Assigned task: Every word of the listing should be reproduced without alteration.

Entries supplied:
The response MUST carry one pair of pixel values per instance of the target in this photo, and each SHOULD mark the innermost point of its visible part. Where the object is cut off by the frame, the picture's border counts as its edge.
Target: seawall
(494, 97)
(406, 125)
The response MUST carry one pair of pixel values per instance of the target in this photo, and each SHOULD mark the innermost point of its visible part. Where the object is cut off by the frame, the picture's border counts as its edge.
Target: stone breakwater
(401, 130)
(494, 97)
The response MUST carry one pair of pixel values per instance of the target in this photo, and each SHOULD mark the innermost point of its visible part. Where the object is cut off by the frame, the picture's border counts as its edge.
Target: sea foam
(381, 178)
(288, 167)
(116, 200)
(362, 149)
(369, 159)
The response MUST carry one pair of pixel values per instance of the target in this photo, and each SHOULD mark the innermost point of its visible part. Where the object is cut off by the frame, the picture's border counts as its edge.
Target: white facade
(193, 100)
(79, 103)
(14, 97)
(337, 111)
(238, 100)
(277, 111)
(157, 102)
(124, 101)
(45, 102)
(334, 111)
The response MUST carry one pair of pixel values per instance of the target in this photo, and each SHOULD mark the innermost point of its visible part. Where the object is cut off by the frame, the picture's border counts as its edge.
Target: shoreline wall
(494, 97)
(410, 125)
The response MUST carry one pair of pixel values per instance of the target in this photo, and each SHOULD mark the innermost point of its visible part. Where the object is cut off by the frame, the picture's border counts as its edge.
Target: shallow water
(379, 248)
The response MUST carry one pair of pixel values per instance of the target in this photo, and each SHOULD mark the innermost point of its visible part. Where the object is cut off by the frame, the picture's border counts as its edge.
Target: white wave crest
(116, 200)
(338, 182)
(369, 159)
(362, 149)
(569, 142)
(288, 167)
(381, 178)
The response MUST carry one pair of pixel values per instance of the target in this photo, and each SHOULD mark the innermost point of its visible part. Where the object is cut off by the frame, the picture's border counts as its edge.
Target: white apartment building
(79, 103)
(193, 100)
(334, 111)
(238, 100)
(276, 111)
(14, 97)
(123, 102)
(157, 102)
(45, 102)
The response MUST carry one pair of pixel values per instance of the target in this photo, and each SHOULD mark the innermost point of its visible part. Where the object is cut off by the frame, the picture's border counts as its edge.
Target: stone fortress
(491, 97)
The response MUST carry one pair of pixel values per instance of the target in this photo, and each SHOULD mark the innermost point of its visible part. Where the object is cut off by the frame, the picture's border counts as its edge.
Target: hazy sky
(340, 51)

Task answer:
The response MUST carry one pair of pixel values per instance of the target in this photo, and each SHOULD mark the innermost point of its visible part. Where the object is cut off by the frame, the picture's border counts as its edge.
Target: seawall
(494, 97)
(406, 125)
The response MUST carry one pair of pixel values per instance of the target in this photo, and each SHOULD mark the innermost point of its visible part. Where the object is cut off by the frame, the picture's border counts as its edge.
Target: stone breakwater
(401, 130)
(494, 97)
The response MUST carry one pair of pixel values per instance of the target in this photo, and each SHOULD mark the innermost point of its visible part. Where the object is cut off by the frame, the picture's border counts as its edge.
Target: sea foam
(381, 178)
(288, 167)
(116, 200)
(362, 149)
(369, 159)
The response MUST carry one pair of pixel values per instance of the target in this photo, and each SHOULD mark the innermost point of its visible part. Where the object is cut off by the frame, the picture's border counts as its edge.
Target: white facade
(193, 100)
(79, 103)
(14, 97)
(337, 111)
(238, 100)
(277, 111)
(157, 102)
(124, 101)
(45, 102)
(334, 111)
The response MUST carry one pair of pixel values per instance of the target in this photo, and each SHOULD mark the innermost point of its visible part. Where the object is cut off by the frame, the picture's border counts as its edge.
Target: shoreline wall
(494, 97)
(410, 125)
The response MUST carry one pair of pixel values per instance of the target in this photo, and each SHOULD mark the innermost point of its visible part. Where the object is cut off by the frame, the picture's border counts as its edge.
Target: shallow water
(379, 248)
The response MUST carry one pair of pixel values per instance of the target in this photo, and each SHOULD mark the innermost point of its visible part. Where the object is cut off by the frame, the picture's border counts as its edge.
Target: white wave crest
(116, 200)
(338, 182)
(369, 159)
(362, 149)
(569, 142)
(288, 167)
(381, 178)
The response MUST carry one pair of pixel values per instance of the target in this photo, and each SHOULD mark the innermost point of its visible part. Where the object is cut off by the frame, the picture's border counts as its edge.
Target: white apartment building
(79, 103)
(193, 100)
(334, 111)
(238, 100)
(276, 111)
(14, 97)
(123, 102)
(157, 102)
(45, 102)
The response MUST carry one pair of pixel values per instance of the target in this photo, and each SHOULD mark the innermost point of its visible part. Where the object is cut off by the frame, the picture's border counts as its edge.
Target: stone fortress
(491, 97)
The response MUST carry one pair of pixel values per instance of the target in this photo, and each SHOULD mark the innermost point of its visible part. Where the object is cut off by the frame, the picture's border counts as its edge.
Target: hazy sky
(340, 51)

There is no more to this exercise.